__EXERCISE DESCRIPTION__:
In the records below, find the line containing "Target: bush" and the line containing "Target: pine tree"; please repeat exactly the lines from one to the other, both included, and nothing more.

[Items listed in a dataset]
- - - - -
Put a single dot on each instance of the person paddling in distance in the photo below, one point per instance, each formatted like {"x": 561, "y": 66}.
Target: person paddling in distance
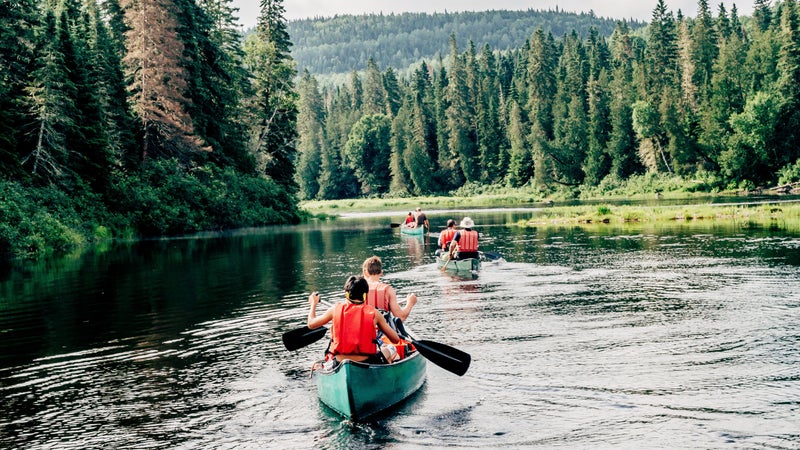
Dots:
{"x": 410, "y": 221}
{"x": 381, "y": 295}
{"x": 445, "y": 237}
{"x": 422, "y": 219}
{"x": 465, "y": 241}
{"x": 355, "y": 324}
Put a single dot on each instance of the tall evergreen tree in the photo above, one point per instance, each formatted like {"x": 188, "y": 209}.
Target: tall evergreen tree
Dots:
{"x": 598, "y": 163}
{"x": 158, "y": 80}
{"x": 787, "y": 151}
{"x": 375, "y": 98}
{"x": 621, "y": 143}
{"x": 368, "y": 153}
{"x": 18, "y": 23}
{"x": 310, "y": 126}
{"x": 52, "y": 95}
{"x": 275, "y": 106}
{"x": 762, "y": 14}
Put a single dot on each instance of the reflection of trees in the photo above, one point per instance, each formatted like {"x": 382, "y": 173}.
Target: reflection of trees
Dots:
{"x": 415, "y": 245}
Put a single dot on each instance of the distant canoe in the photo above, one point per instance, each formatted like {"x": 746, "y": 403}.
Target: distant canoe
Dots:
{"x": 358, "y": 390}
{"x": 459, "y": 265}
{"x": 416, "y": 231}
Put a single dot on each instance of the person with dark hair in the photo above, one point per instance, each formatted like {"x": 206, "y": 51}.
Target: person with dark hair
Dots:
{"x": 410, "y": 222}
{"x": 465, "y": 242}
{"x": 422, "y": 219}
{"x": 381, "y": 295}
{"x": 355, "y": 324}
{"x": 445, "y": 237}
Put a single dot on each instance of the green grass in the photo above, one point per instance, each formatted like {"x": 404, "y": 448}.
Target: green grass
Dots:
{"x": 788, "y": 213}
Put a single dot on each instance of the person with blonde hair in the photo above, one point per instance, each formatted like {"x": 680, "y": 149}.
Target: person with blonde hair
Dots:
{"x": 465, "y": 243}
{"x": 381, "y": 295}
{"x": 355, "y": 327}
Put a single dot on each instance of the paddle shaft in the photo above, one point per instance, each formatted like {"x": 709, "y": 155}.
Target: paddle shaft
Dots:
{"x": 447, "y": 357}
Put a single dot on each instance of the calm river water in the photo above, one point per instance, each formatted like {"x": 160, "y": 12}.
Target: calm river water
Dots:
{"x": 677, "y": 336}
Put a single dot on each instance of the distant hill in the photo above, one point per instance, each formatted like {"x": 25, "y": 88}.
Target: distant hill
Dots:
{"x": 340, "y": 44}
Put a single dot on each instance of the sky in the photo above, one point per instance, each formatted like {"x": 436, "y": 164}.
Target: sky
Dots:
{"x": 617, "y": 9}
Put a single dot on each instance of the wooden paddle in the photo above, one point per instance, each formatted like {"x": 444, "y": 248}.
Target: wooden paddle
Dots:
{"x": 453, "y": 249}
{"x": 444, "y": 356}
{"x": 491, "y": 255}
{"x": 301, "y": 337}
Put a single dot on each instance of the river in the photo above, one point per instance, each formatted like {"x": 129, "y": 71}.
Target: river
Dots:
{"x": 681, "y": 335}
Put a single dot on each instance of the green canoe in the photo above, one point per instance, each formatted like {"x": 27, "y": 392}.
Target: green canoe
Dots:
{"x": 416, "y": 231}
{"x": 459, "y": 265}
{"x": 358, "y": 390}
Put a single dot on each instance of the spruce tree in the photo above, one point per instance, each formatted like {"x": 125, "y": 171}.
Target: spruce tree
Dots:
{"x": 275, "y": 108}
{"x": 158, "y": 80}
{"x": 310, "y": 125}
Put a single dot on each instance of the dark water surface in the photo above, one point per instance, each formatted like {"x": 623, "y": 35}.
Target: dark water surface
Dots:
{"x": 679, "y": 336}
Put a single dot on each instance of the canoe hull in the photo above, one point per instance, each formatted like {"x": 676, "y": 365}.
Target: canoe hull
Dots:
{"x": 417, "y": 231}
{"x": 358, "y": 390}
{"x": 459, "y": 265}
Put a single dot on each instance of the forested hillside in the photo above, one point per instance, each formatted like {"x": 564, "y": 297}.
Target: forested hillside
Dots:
{"x": 344, "y": 43}
{"x": 706, "y": 99}
{"x": 141, "y": 118}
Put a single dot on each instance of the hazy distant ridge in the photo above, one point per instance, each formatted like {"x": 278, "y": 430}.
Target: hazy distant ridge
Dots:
{"x": 343, "y": 43}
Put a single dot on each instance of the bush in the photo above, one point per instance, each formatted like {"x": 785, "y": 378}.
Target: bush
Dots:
{"x": 789, "y": 173}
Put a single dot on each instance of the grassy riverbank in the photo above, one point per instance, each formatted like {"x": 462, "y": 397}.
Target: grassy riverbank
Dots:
{"x": 761, "y": 213}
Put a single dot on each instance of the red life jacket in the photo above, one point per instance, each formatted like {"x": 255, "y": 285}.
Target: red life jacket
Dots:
{"x": 468, "y": 242}
{"x": 353, "y": 329}
{"x": 447, "y": 236}
{"x": 377, "y": 298}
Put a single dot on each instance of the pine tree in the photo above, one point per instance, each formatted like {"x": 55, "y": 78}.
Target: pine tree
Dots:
{"x": 662, "y": 53}
{"x": 52, "y": 95}
{"x": 18, "y": 21}
{"x": 310, "y": 125}
{"x": 375, "y": 98}
{"x": 275, "y": 108}
{"x": 704, "y": 50}
{"x": 368, "y": 153}
{"x": 158, "y": 80}
{"x": 598, "y": 163}
{"x": 762, "y": 14}
{"x": 621, "y": 142}
{"x": 520, "y": 165}
{"x": 394, "y": 95}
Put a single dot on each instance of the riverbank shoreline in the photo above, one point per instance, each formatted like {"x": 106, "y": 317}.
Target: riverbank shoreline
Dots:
{"x": 759, "y": 209}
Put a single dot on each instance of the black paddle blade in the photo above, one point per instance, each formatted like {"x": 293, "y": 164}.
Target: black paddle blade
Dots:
{"x": 492, "y": 255}
{"x": 301, "y": 337}
{"x": 444, "y": 356}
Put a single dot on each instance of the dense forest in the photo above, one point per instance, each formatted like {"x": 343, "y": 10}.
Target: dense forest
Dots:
{"x": 706, "y": 99}
{"x": 340, "y": 44}
{"x": 127, "y": 118}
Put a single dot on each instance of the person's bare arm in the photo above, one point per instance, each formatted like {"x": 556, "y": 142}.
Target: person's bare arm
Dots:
{"x": 314, "y": 321}
{"x": 387, "y": 330}
{"x": 394, "y": 305}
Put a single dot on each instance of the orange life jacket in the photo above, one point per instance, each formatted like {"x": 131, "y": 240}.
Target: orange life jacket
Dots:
{"x": 447, "y": 236}
{"x": 468, "y": 241}
{"x": 377, "y": 298}
{"x": 354, "y": 330}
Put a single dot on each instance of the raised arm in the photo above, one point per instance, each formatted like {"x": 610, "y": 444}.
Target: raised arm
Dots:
{"x": 314, "y": 321}
{"x": 387, "y": 330}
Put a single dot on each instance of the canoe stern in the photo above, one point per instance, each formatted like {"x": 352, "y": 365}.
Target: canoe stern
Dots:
{"x": 358, "y": 390}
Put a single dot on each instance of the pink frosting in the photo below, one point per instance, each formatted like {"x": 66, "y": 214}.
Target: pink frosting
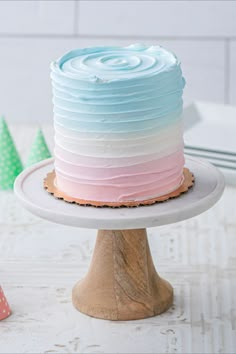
- - - - -
__RESPONSE TO THE TASK__:
Target: bush
Dots:
{"x": 789, "y": 173}
Put a single dot on each instance of the grassy riverbank in the photo above, one point per instance, each formatted like {"x": 462, "y": 397}.
Target: grassy riverbank
Dots:
{"x": 761, "y": 213}
Put a single dot on each instance of the red life jacket in the photo above, one point per instance, each formatted like {"x": 255, "y": 285}.
Target: red life jacket
Dots:
{"x": 468, "y": 242}
{"x": 353, "y": 329}
{"x": 447, "y": 236}
{"x": 377, "y": 298}
Put a single dot on each instance of the pine tree in the photo above, one point per instance, each formatted like {"x": 55, "y": 78}.
Target: pine tree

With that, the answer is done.